> **Brief**
When a line below contains the word "tank", copy that line.

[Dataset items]
----------------------------------------

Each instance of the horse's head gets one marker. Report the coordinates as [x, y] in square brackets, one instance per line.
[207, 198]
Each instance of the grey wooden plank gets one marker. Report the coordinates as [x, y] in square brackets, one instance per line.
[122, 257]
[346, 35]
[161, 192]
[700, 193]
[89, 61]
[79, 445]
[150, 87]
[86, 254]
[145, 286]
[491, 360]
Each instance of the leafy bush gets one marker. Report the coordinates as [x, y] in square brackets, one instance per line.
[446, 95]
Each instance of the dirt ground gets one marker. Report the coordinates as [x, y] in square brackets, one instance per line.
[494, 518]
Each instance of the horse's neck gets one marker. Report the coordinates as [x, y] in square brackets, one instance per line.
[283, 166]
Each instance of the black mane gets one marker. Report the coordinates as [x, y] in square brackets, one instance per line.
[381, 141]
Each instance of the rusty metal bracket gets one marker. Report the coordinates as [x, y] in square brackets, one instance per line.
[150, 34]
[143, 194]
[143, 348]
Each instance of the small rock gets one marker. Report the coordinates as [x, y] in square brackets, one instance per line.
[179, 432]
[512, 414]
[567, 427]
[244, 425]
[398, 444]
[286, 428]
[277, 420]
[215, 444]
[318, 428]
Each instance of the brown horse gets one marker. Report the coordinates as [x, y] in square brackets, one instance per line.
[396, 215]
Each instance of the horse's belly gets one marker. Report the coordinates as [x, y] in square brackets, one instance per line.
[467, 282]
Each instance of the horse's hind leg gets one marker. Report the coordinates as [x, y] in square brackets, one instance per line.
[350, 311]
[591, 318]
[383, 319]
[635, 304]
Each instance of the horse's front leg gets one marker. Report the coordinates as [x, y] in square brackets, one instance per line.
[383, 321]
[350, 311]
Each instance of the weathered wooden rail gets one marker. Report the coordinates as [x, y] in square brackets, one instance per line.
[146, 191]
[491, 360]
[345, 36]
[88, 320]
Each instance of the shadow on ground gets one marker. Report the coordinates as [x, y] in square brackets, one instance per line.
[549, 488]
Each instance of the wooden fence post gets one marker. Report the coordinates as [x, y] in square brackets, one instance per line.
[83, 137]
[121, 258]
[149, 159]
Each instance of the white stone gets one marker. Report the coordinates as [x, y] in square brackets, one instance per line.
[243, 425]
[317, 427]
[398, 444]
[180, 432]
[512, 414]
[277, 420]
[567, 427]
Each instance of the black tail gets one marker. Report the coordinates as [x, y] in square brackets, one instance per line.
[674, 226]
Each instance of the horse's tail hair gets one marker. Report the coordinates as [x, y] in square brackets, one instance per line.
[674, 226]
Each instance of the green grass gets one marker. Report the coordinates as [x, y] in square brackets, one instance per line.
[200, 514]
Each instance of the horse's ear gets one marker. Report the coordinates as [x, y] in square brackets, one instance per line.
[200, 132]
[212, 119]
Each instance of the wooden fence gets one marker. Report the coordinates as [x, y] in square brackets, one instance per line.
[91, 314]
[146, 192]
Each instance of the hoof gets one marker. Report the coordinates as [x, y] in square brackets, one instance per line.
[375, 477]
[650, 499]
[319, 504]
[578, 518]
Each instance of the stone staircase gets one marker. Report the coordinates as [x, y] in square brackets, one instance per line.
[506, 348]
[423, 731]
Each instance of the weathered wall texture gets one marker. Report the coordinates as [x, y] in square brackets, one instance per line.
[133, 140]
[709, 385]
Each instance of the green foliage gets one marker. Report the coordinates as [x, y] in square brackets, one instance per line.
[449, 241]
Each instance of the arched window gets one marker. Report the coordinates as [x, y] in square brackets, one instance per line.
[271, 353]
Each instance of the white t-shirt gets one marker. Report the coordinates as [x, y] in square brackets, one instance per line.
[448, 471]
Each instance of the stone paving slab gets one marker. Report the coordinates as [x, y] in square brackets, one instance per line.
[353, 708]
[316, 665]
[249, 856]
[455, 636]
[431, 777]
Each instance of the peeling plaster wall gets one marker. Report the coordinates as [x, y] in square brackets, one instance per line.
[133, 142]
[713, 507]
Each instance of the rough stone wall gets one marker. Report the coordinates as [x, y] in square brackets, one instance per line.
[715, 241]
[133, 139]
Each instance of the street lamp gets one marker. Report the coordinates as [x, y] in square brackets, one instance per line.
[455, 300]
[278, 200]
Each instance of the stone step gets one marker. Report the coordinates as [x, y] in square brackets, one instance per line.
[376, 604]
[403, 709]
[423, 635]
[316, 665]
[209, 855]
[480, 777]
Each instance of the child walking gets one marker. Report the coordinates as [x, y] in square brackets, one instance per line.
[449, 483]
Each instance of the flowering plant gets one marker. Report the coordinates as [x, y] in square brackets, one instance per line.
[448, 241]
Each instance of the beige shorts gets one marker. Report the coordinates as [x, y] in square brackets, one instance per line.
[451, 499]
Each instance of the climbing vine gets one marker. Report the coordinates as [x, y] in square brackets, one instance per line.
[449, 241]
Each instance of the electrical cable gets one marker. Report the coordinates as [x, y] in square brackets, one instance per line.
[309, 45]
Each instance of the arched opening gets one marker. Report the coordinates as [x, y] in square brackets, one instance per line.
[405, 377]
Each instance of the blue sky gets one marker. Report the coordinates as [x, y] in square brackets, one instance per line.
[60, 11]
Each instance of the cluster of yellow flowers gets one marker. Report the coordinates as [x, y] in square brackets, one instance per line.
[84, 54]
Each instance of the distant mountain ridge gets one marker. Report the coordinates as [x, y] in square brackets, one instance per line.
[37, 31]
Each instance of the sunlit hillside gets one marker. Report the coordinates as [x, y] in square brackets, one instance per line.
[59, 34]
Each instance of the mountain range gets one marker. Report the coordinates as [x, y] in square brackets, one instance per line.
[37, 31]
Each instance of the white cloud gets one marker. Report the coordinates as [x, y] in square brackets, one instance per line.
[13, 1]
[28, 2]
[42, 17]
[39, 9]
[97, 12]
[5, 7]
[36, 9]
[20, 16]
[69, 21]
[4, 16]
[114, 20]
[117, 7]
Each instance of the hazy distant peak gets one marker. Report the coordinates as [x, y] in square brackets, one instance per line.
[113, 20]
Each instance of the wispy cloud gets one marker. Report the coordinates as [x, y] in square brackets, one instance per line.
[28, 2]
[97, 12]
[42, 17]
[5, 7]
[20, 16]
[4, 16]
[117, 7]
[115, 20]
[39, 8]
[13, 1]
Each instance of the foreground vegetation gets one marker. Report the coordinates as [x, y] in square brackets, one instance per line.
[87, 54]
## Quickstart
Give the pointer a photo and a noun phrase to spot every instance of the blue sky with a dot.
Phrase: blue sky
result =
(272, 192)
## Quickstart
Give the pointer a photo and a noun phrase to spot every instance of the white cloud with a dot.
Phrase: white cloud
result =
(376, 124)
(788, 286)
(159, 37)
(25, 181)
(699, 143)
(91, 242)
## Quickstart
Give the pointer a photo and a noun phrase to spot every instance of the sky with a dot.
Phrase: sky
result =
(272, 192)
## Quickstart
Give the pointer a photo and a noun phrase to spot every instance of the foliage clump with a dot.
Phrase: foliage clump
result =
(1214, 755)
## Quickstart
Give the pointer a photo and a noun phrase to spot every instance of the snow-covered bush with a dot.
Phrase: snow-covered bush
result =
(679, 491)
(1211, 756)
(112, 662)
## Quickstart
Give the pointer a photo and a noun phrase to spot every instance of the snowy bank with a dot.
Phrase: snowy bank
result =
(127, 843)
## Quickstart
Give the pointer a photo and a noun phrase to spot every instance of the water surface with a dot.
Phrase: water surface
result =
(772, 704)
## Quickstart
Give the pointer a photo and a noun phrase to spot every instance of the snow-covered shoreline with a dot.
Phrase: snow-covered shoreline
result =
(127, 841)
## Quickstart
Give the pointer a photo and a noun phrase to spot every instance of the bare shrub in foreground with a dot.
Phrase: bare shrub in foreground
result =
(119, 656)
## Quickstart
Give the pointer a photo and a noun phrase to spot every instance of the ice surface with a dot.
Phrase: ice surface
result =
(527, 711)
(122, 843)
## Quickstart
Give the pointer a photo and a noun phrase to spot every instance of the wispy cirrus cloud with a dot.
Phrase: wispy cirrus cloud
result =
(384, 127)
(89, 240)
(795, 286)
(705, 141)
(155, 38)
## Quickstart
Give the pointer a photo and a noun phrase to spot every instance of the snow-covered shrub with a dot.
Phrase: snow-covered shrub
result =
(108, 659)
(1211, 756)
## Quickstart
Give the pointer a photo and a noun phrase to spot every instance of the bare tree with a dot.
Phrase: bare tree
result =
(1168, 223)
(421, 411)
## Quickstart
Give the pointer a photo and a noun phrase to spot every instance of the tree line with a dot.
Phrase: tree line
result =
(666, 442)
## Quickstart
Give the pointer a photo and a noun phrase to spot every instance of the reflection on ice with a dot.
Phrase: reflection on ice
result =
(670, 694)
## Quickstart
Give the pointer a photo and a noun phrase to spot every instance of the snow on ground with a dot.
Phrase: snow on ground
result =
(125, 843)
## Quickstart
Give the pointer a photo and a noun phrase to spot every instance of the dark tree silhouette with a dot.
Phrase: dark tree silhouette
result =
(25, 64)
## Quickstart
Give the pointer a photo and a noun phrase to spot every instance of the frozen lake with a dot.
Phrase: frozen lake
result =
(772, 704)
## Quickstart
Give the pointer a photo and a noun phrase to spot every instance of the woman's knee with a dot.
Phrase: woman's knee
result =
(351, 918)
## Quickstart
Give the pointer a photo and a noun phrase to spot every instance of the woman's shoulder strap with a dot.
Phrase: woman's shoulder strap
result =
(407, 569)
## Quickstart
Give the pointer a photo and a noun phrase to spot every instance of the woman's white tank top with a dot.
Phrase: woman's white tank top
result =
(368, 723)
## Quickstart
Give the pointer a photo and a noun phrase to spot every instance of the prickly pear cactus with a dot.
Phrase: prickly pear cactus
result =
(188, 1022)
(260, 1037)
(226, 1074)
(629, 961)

----------------------------------------

> **Task result**
Give the pointer a photo and a noun phrase to spot every instance of the woman's white tank top with a dot.
Phrase: woman's white tank top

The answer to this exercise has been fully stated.